◆ EXERCISE OBJECTIVE ◆
Condense the passage on global warming and species loss into two sentences.

** start of SELECTION **

Global warming could place 25 to 50 percent of species in the Amazon, Madagascar, and other bio-diverse areas at risk of localized extinction within decades, a report warned on Wednesday.
The lower projection is based on a mercury rise of two degrees Celsius (3.6 degrees Fahrenheit) over pre-Industrial Revolution levels – the warming ceiling the world’s nations agreed on in Paris in 2015.
The highest is for out-of-control warming of 4.5°C.
“Global biodiversity will suffer terribly over the next century unless we do everything we can,” said conservation group World Wildlife Fund (WWF), which commissioned the analysis published in science journal Climatic Change.
“We must keep average global temperatures down to the absolute minimum,” the WWF also said.
The report focused on 33 so-called “Priority Places” that host some of the world’s richest and most unusual terrestrial species, including iconic, endangered, or endemic plants and animals.
They include southern Chile, the eastern Himalayas, South Africa’s unique Fynbos eco-region, Borneo, Sumatra, the Namibian desert, West Africa, southwest Australia, coastal east Africa, and southern Africa’s Miombo Woodlands, which is home to African wild dogs.

** end of SELECTION **
** start of GIVEN DATA **

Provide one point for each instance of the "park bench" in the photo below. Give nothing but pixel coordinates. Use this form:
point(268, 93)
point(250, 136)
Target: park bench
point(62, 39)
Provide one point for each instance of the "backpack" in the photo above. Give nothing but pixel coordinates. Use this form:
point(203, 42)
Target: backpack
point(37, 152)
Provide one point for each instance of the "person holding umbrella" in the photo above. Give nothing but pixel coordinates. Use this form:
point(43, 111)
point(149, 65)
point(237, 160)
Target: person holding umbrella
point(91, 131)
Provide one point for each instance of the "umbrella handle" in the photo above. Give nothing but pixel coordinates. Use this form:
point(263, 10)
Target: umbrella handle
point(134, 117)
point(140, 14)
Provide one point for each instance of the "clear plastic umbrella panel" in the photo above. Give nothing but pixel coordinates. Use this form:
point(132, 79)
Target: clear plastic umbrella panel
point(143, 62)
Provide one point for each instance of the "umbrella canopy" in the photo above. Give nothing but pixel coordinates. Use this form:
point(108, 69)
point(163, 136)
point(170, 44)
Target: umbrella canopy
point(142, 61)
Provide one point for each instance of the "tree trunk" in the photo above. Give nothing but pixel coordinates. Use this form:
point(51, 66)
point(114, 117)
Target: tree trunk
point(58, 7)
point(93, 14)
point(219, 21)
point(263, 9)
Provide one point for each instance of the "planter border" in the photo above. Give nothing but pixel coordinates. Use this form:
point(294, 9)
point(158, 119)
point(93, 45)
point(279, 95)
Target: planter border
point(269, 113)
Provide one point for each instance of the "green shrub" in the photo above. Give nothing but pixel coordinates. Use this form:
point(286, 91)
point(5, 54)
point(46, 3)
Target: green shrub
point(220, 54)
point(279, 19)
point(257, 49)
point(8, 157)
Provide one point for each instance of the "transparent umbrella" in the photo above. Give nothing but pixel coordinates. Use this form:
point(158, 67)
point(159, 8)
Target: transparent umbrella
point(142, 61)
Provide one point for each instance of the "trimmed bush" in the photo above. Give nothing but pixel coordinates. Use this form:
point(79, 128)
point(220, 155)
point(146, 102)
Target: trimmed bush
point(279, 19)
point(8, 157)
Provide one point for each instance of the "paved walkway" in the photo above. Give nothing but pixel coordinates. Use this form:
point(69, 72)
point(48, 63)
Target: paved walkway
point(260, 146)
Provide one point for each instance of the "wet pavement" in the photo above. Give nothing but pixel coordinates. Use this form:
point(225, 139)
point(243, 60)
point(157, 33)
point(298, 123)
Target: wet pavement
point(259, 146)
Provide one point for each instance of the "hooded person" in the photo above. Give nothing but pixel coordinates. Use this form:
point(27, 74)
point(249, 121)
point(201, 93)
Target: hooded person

** end of GIVEN DATA **

◆ RESPONSE FOR THIS EXERCISE ◆
A report commissioned by the World Wildlife Fund and published in Climatic Change warned that global warming could put 25 to 50 percent of species in bio-diverse areas such as the Amazon and Madagascar at risk of localized extinction within decades, with the lower figure based on a 2°C rise and the higher on 4.5°C. The analysis focused on 33 "Priority Places" that host some of the world's richest and most unusual terrestrial species, and the WWF said average global temperatures must be kept down to the absolute minimum.